(Records shown Opens)

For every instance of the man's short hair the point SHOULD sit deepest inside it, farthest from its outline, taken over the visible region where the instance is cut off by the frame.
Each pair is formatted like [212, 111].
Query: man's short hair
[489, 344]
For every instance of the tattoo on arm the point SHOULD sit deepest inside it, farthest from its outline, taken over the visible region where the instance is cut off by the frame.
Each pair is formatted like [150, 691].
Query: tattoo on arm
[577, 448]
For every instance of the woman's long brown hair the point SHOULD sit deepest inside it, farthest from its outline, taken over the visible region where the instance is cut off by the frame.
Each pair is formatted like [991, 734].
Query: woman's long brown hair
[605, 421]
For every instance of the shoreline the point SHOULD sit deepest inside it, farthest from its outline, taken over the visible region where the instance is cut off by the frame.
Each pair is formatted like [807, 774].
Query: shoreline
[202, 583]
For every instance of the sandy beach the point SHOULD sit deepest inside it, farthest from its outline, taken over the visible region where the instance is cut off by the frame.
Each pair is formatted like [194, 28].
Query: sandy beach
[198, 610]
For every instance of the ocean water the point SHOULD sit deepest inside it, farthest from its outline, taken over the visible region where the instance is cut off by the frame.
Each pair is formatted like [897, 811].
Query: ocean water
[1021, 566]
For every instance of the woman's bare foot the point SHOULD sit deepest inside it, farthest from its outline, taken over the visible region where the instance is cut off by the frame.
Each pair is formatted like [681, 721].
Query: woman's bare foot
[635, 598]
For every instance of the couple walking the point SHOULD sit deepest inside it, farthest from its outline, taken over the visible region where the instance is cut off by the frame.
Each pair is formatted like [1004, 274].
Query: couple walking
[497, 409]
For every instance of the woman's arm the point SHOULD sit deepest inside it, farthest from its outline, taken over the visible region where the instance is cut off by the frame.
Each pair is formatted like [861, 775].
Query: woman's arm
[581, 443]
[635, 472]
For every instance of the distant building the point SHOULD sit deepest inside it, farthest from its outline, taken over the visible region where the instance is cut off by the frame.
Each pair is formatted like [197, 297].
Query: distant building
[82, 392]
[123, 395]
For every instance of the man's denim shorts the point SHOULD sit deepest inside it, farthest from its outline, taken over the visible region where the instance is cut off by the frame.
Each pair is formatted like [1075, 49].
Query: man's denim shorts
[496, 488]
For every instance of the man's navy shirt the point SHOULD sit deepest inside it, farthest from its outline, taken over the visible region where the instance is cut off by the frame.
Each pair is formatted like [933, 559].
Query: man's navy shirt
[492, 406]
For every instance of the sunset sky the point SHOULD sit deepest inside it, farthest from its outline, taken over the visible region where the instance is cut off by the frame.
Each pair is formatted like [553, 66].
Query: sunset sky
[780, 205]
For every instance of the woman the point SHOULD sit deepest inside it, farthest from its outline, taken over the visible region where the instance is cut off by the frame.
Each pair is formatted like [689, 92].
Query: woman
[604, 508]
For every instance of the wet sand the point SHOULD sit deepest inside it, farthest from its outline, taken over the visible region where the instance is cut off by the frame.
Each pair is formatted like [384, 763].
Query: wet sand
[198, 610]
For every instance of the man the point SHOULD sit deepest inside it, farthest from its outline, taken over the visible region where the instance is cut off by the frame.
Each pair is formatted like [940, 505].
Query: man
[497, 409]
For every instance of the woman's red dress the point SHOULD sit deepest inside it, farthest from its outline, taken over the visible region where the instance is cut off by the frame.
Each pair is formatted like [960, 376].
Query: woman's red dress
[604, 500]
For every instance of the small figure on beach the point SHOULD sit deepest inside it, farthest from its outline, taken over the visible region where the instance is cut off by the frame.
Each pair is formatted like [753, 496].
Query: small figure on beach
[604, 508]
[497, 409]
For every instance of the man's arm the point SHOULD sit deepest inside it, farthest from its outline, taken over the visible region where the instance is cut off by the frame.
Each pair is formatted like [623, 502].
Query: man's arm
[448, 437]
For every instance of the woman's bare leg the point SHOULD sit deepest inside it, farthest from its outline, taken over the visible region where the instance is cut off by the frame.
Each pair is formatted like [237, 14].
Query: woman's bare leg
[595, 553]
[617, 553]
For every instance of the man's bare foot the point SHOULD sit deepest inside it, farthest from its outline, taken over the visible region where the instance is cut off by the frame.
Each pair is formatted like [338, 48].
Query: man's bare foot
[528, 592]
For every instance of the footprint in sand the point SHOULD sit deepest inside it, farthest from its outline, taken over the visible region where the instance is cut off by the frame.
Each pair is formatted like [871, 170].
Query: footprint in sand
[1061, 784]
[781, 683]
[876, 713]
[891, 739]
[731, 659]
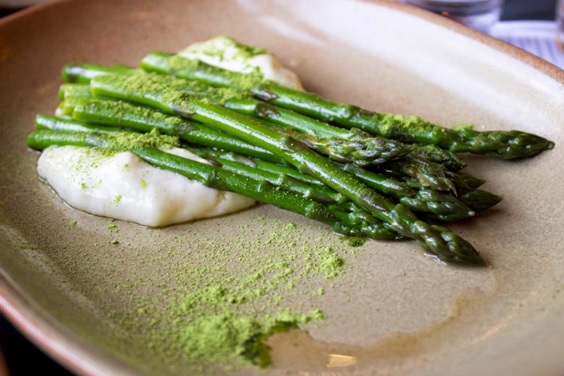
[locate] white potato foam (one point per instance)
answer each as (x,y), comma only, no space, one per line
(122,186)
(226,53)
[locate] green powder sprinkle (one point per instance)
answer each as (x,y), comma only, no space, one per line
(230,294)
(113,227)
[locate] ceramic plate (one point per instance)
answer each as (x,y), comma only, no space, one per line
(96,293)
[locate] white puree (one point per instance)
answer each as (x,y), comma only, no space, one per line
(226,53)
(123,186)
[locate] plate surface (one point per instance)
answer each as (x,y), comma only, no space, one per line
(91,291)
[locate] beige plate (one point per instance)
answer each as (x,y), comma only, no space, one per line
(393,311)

(Records shown Closes)

What the task asks:
Lines holding the word "locate" in the entries above are the ones to pull out. Copy them all.

Result:
[locate] white potato foam (one point per instance)
[locate] green powder sprinkle (one point per instance)
[locate] ceramic plate (one point per instance)
[locate] white puree (one point per instance)
[locate] plate surface (one point per instance)
[locate] beige plate (one point per instance)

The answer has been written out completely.